→ **Provided passage**:
Bernigau was born on 5 October 1908, in Sagan, Germany (now Żagań, Poland). In 1938, she joined the camp staff at the Lichtenburg early camp in eastern Germany. There, because of her willingness to get her job done, she was eventually promoted to chief wardress (Oberaufseherin) over the vast system of Gross-Rosen women's satellite camps. In May 1939, Bernigau was sent to Ravensbrück concentration camp as a guard.

In September 1942 (or 1943), Bernigau was sent as a wardress to the Mauthausen-Gusen concentration camp satellite camp at Sankt Lambrecht.[1] Bernigau was posted to the Gross-Rosen concentration camp in 1944 as chief wardress and dealt with the initial training of female guard candidates until they were dispersed out to Langenbielau/Reichenbach for completion of their course.

→ **Exercise aim**: Carry on the Bernigau biography from the point where it stops.

→ **Extracted information**:
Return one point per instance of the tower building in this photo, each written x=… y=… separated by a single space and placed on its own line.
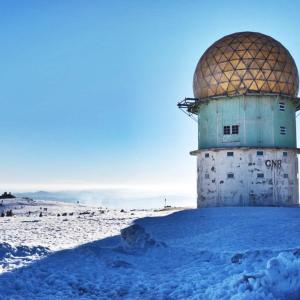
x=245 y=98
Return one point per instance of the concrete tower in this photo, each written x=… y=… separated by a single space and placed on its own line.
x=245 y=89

==

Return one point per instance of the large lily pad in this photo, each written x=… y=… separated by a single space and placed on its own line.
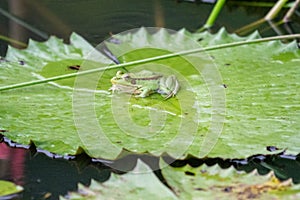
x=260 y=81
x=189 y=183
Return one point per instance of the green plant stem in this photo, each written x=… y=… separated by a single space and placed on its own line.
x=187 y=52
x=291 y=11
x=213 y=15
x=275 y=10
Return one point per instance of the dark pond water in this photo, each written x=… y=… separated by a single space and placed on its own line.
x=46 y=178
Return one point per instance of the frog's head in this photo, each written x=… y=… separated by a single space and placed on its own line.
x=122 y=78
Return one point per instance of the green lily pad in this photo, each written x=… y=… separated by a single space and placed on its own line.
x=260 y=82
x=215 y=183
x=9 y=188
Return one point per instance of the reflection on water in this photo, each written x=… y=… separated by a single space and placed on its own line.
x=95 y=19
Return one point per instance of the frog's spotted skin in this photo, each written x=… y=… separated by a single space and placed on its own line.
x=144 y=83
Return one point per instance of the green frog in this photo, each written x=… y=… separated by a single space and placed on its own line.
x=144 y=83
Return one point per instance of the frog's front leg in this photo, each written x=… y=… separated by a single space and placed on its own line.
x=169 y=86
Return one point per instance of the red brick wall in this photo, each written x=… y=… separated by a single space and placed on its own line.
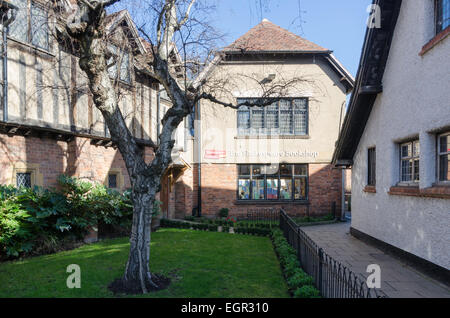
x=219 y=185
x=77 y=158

→ **Final result**:
She was awarded the Kriegsverdienstkreuz II. Klasse ohne Schwerter medal in 1944 for her devotion to the Third Reich and her camp services, and she had tremendous power over her subordinate female guards as well as the women prisoners in the sub-camps.[2] In her 2008 book, A Narrow Bridge to Life, Bella Gutterman wrote: "The commander of Gross-Rosen inspected the camps frequently and went on field trips to choose appropriate locations for new camps. SS Chief Supervisor Jane Bernigau did a stint in Gross-Rosen and sometimes accompanied the commander on visits that had been chosen for new camps. She also joined him in visits to camps and factories where the employment of prisoners had to be regularized."[3]

Evasion of justice[edit]

In February 1945 Bernigau accompanied male SS leaders from Gross-Rosen to Reichenau, from where she fled during May 1945, and was never prosecuted for war crimes.

After the war she lived in West Germany. According to the German historian Isabell Sprenger, Bernigau was several times interrogated by the authorities, for the last time in 1976. She died in Husum in March 1992 at the age of 83.[4][5]

References[edit]

  1. ^ Wolfgang Benz (Hg.), Barbara Distel [de] (Hg.), Der Ort des Terrors. Geschichte der nationalsozialistischen Konzentrationslager Band 4: Flossenbürg, Mauthausen, Ravensbrück, p. 429
  2. ^ "Fold3 Browse".
  3. ^ Gutterman, Bella (2008). A Narrow Bridge to Life: Jewish Forced Labor and Survival in the Gross-Rosen Camp System, 1940–1945. New York & Oxford: Berghahn Books. p. 101. ISBN 978-1845452063.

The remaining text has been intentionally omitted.